Your task is to give the records again exactly. Leave each picture out.

▸ Entries provided
"""

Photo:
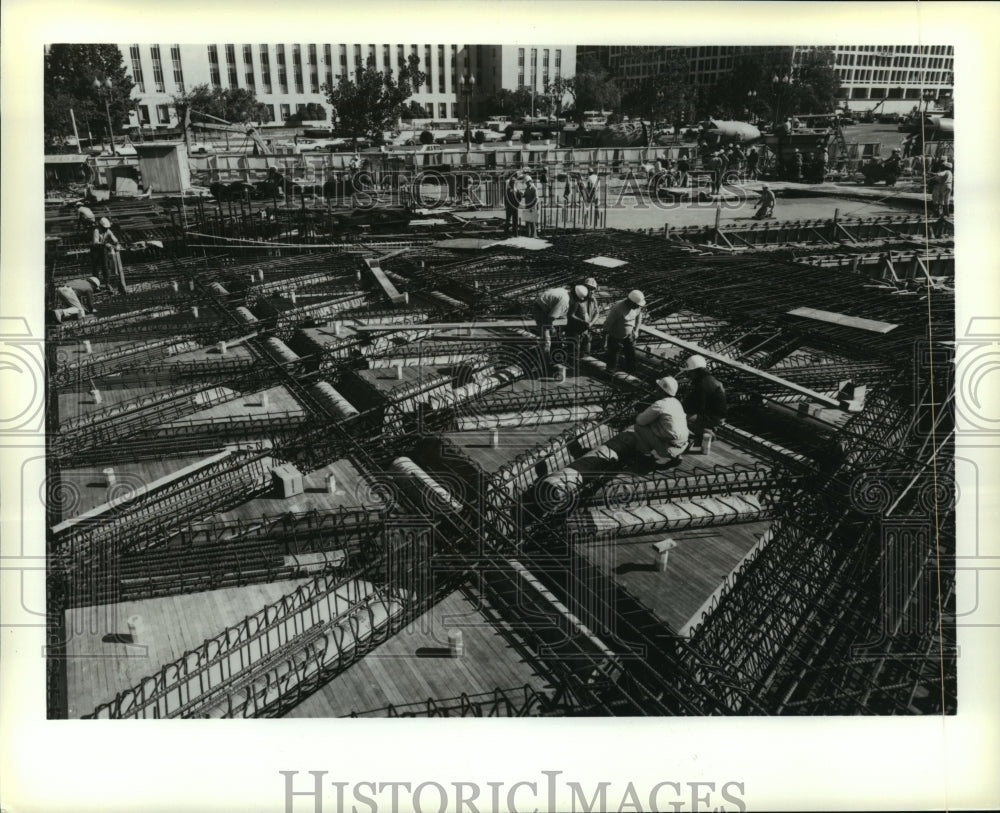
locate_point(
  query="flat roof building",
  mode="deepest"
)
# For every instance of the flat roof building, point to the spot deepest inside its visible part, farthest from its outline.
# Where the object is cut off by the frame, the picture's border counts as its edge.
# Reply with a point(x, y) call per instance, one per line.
point(286, 77)
point(898, 76)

"""

▸ The completed task
Photo:
locate_point(
  query="flat roof building",
  mode="deepest"
)
# For every instance of the flat roof building, point to the spot deepest inside its visible part, farthest from its outline.
# Where the object is cut off by the frame, the picture's border counts as its edge.
# Reply with a point(x, y) call per instance, one per line.
point(286, 77)
point(898, 76)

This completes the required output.